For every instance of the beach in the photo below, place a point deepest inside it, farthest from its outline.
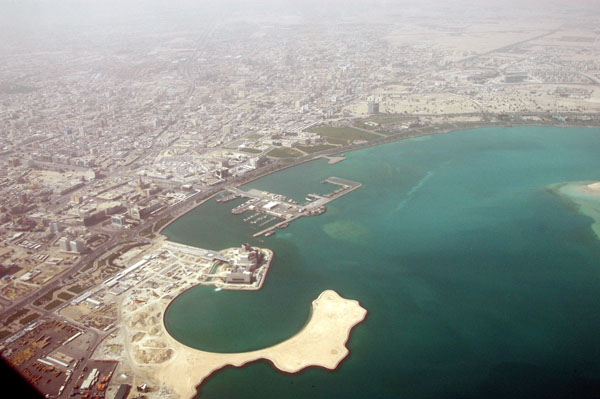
(321, 343)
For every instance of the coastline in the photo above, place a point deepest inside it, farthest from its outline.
(320, 343)
(353, 147)
(585, 196)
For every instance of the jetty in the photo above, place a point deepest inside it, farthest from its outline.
(287, 210)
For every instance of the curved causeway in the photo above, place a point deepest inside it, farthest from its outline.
(321, 343)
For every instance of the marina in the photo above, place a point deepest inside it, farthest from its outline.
(265, 204)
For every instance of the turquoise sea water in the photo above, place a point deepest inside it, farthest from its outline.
(479, 281)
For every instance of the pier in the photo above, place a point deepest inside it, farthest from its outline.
(285, 209)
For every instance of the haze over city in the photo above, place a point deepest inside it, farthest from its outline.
(201, 197)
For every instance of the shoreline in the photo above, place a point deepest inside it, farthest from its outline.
(355, 147)
(584, 196)
(320, 343)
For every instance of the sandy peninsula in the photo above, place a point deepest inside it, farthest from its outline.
(155, 354)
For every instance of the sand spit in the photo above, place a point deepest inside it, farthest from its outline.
(593, 188)
(322, 343)
(585, 196)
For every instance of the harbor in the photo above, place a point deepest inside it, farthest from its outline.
(268, 207)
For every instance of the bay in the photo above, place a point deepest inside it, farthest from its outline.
(479, 281)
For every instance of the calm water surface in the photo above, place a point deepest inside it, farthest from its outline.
(479, 282)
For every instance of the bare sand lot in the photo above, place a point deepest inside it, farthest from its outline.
(155, 354)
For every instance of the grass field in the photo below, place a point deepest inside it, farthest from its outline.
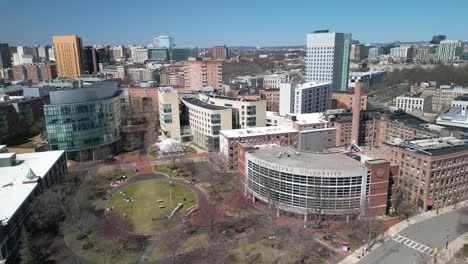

◇ ◇ ◇ ◇ ◇

上の項目で「below」という文字列を含む行を数え、その数だけを答えてください。大文字と小文字は区別します。

この課題の出力 - 2